Outline records
-------------------------

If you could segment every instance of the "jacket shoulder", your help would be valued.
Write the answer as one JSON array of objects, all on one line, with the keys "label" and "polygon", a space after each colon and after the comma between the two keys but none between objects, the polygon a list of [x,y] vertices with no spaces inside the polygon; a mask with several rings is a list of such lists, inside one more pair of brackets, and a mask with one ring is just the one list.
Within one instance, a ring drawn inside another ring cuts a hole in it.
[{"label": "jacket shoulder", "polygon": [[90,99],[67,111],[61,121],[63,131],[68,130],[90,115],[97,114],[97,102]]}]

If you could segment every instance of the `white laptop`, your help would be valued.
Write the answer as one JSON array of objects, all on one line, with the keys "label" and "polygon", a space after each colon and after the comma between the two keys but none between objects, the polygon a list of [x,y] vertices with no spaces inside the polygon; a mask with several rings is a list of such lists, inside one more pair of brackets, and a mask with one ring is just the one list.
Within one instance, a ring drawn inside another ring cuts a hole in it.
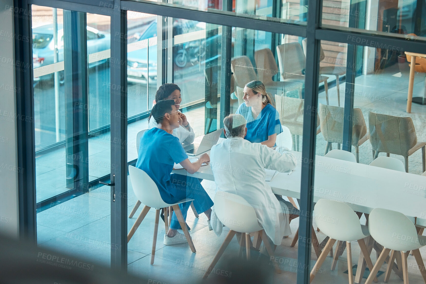
[{"label": "white laptop", "polygon": [[203,137],[201,142],[193,143],[184,147],[184,150],[188,155],[196,156],[211,149],[213,145],[217,143],[220,135],[223,132],[223,128],[206,134]]}]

-------------------------

[Task to carry out]
Pictures in the records above should not be copied. Repeat everything else exactly.

[Task result]
If you could segment every instance of the "jacket shoulder", your help would be valued.
Write the answer as one JSON array of objects, all on one line, with the keys "label" and "polygon", a space after each colon and after the comma between the two keys but none between objects, the polygon a list of [x,y] vertices with no spaces inside the polygon; a mask with several rings is a list of such lists, inside one more pair of brackets, and a mask with one ring is just the one list.
Within one instance, a ring drawn inside another ring cuts a hole in it.
[{"label": "jacket shoulder", "polygon": [[90,99],[67,111],[61,121],[63,131],[68,130],[90,115],[97,114],[97,102]]}]

If you could segment every instance of the `white laptop`, your help would be valued.
Write the answer as one JSON array of objects, all on one line, with the keys "label" and "polygon", a space after each colon and after the comma between the two keys but none between objects, the polygon a list of [x,y] vertices with no spaces inside the polygon; a mask with several rings is a list of such lists, inside one more pair of brackets, and a mask with one ring is just the one list.
Within one instance, a ring drawn inside another ring cuts a hole in it.
[{"label": "white laptop", "polygon": [[203,137],[201,142],[193,143],[184,147],[184,150],[188,155],[196,156],[211,149],[213,145],[217,143],[220,135],[223,132],[223,128],[206,134]]}]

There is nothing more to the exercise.